GIVEN EXERCISE: Can you reproduce, word for word, everything in the records below from the line containing "Return one point per instance of the sky" down to the line containing "pixel 830 219", with both of those lines included?
□ □ □ □ □ □ □
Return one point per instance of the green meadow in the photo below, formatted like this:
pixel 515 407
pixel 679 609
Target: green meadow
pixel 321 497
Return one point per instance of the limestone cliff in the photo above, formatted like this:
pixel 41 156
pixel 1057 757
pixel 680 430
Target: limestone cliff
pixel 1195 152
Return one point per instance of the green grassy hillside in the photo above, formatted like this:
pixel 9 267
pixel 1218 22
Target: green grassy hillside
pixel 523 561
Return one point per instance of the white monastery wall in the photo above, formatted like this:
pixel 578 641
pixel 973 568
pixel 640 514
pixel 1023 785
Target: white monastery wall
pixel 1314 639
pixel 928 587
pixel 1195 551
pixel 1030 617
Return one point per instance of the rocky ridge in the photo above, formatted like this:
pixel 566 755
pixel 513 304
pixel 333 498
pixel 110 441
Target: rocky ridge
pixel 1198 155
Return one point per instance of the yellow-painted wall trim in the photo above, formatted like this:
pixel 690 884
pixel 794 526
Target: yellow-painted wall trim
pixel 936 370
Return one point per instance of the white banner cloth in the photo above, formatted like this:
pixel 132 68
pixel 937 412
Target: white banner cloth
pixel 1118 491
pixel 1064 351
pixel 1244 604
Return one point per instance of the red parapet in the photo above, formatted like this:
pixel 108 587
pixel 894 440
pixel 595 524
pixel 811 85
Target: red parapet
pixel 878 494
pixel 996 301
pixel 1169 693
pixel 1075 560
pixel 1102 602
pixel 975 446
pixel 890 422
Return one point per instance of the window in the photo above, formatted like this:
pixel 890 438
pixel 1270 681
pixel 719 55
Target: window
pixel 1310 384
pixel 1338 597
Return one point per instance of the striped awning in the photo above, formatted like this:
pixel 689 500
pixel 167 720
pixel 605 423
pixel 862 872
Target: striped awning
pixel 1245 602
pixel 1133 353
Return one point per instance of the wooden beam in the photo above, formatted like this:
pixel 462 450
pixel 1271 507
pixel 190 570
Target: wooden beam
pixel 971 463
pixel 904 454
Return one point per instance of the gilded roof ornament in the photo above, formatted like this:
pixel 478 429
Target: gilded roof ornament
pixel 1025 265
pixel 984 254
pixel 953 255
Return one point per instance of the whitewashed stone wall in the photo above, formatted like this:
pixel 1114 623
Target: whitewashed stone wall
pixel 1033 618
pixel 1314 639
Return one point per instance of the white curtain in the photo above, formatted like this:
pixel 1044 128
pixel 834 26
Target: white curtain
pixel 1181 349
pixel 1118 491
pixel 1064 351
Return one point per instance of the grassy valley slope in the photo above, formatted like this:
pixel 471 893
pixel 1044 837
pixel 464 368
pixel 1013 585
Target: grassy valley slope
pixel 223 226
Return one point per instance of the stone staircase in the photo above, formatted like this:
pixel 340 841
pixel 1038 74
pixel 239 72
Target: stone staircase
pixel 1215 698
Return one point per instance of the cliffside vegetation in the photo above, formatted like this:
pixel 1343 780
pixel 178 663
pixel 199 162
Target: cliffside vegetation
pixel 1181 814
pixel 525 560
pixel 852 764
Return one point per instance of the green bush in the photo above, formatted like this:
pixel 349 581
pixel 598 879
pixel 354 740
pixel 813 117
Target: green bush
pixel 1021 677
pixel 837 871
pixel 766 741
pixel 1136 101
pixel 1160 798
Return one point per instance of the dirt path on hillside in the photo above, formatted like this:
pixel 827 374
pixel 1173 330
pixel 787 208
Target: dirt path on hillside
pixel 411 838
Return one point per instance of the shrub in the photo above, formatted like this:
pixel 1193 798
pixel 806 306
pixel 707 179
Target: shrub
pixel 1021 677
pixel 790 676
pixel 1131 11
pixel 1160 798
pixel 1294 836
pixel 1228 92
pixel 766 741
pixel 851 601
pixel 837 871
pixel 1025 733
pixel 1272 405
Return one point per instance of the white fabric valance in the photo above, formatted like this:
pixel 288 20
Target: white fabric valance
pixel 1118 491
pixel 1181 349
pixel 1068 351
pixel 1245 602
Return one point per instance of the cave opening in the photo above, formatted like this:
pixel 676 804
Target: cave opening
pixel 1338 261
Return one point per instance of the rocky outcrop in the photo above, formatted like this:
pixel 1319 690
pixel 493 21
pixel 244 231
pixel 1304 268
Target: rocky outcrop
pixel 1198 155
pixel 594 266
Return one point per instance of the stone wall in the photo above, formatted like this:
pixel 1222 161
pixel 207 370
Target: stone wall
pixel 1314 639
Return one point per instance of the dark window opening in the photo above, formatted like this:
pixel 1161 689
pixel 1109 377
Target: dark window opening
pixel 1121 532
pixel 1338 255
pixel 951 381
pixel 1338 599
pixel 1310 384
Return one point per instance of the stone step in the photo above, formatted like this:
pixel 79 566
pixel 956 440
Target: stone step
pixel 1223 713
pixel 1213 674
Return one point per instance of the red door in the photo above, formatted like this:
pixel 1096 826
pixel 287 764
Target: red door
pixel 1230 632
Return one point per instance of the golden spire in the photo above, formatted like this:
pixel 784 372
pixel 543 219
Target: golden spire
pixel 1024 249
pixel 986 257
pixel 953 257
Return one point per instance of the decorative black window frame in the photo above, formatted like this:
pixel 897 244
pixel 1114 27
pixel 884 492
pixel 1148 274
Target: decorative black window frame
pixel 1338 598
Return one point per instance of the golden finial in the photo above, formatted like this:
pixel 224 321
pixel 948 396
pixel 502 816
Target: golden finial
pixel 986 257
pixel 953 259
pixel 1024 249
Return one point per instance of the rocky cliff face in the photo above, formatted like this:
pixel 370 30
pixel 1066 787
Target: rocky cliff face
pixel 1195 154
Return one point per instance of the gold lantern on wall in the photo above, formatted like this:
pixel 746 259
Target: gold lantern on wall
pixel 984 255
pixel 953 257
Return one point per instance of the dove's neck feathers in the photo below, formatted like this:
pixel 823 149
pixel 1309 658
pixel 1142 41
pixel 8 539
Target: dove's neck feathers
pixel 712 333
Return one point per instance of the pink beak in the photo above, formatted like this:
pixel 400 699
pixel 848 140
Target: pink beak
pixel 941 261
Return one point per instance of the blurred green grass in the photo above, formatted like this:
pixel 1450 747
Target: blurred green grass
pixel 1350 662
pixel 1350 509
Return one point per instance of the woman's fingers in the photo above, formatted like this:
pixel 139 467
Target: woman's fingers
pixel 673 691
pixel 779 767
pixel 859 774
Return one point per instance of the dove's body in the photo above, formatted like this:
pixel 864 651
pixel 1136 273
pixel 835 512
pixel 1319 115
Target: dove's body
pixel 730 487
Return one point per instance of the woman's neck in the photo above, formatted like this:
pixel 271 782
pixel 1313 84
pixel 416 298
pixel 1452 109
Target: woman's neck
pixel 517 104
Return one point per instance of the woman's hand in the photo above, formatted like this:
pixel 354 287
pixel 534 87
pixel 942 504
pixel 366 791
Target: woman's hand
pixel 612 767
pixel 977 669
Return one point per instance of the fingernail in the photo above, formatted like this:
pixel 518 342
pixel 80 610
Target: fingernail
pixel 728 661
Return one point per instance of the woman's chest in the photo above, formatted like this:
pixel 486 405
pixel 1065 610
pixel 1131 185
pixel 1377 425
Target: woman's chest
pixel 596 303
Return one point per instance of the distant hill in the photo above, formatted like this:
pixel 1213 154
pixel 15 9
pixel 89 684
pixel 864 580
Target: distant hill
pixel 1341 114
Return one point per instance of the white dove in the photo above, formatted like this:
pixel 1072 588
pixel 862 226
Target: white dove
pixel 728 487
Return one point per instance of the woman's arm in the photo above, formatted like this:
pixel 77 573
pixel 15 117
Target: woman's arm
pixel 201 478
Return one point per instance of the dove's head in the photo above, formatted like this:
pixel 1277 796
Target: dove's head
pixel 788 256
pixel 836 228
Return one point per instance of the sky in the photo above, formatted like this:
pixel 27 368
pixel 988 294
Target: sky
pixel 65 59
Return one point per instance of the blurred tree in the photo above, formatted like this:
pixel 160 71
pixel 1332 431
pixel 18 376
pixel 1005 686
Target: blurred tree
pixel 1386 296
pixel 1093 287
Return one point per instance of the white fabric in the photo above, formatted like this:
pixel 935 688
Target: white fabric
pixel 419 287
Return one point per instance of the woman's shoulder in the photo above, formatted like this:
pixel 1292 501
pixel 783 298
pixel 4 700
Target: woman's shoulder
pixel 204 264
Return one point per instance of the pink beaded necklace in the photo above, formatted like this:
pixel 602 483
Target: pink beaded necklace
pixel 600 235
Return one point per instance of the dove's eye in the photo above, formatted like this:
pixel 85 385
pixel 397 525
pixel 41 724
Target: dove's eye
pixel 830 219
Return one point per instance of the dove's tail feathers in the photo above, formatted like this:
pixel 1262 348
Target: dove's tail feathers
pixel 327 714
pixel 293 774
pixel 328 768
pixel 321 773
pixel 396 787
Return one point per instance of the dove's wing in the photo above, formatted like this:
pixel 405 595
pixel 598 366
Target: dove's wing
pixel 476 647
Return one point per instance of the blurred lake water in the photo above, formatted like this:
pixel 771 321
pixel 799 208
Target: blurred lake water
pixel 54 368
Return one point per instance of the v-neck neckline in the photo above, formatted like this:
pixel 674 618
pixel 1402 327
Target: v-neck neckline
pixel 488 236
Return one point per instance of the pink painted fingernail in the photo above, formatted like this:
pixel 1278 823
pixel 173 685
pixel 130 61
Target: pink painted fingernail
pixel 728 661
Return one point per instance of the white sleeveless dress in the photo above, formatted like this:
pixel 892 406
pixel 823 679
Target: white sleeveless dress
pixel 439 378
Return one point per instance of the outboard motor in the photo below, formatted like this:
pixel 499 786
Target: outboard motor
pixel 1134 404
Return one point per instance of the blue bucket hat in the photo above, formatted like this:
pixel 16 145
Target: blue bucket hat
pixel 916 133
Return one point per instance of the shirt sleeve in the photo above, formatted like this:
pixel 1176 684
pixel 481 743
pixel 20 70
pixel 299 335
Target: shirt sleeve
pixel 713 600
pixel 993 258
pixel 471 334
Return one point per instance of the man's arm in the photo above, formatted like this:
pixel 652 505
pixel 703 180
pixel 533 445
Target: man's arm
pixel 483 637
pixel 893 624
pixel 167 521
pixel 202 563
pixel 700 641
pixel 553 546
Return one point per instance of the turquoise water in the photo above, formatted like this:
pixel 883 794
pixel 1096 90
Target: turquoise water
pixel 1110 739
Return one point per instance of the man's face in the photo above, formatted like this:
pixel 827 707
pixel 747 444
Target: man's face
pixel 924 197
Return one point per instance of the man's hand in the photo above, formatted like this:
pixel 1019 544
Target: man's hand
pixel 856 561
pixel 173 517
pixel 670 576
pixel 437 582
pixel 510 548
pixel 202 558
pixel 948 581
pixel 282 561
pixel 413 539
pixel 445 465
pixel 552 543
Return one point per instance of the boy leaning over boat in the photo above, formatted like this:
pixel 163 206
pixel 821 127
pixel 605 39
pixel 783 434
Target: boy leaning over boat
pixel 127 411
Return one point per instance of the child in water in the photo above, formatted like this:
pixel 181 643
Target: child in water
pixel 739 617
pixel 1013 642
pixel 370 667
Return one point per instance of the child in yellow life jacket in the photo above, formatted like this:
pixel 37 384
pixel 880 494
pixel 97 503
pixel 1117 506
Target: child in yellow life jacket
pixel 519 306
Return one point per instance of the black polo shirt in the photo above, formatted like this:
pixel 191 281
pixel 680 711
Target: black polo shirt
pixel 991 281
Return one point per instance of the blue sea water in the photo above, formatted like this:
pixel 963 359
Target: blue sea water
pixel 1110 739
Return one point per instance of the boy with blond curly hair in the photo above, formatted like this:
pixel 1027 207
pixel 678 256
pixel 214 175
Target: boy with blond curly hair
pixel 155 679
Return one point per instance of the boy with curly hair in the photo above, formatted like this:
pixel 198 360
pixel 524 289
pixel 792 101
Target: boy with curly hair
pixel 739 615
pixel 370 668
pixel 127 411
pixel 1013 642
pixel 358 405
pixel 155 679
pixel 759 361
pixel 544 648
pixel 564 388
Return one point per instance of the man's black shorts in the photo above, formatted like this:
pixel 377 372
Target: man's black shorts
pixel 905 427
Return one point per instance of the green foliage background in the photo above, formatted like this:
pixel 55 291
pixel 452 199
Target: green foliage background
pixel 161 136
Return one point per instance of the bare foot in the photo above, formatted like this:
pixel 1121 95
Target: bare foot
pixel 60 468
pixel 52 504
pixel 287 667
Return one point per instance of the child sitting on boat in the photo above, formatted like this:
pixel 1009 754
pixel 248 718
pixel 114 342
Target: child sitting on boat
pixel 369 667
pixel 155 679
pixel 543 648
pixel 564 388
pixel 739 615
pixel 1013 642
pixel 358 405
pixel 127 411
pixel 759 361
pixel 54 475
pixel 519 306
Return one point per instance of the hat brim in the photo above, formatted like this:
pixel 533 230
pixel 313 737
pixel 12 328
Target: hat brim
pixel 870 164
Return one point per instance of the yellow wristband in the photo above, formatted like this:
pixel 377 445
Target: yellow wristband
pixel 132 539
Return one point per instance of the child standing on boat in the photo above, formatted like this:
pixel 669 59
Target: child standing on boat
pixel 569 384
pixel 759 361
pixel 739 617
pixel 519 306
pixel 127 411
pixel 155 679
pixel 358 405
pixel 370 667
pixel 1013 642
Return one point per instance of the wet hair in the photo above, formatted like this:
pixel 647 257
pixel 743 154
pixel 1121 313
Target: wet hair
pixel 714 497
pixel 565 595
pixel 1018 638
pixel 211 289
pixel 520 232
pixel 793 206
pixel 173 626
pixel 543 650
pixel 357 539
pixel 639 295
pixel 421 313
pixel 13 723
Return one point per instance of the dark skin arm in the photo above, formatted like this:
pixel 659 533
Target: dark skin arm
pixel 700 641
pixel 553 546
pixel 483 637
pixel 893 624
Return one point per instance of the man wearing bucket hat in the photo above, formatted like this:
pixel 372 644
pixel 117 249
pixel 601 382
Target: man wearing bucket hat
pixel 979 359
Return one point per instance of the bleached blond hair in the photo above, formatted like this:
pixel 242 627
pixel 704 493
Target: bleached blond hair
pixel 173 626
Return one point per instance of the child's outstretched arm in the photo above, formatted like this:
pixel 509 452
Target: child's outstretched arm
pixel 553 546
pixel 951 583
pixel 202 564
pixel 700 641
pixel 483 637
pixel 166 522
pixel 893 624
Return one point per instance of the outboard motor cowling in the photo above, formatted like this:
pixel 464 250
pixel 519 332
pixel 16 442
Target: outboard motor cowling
□ □ □ □ □ □ □
SOLUTION TO THE PROBLEM:
Return one point per instance of the sky in the photo above, formatted like this:
pixel 27 368
pixel 988 294
Target: sky
pixel 65 59
Return one point per instance of the blurred tree in the photo above, formatted like this:
pixel 160 71
pixel 1332 431
pixel 18 376
pixel 1005 686
Target: blurred tree
pixel 1386 296
pixel 1093 287
Return one point per instance of the white fabric in the photo above, formatted like this:
pixel 935 688
Target: white fabric
pixel 419 287
Return one point per instance of the woman's shoulder in the photo above, formatted like this:
pixel 1292 501
pixel 783 298
pixel 4 700
Target: woman's shoulder
pixel 204 264
Return one point per instance of the pink beaded necklace in the photo above, formatted like this:
pixel 602 483
Target: pink beaded necklace
pixel 600 235
Return one point per instance of the dove's eye in the photo above, formatted like this:
pixel 85 385
pixel 397 525
pixel 41 724
Target: dove's eye
pixel 830 219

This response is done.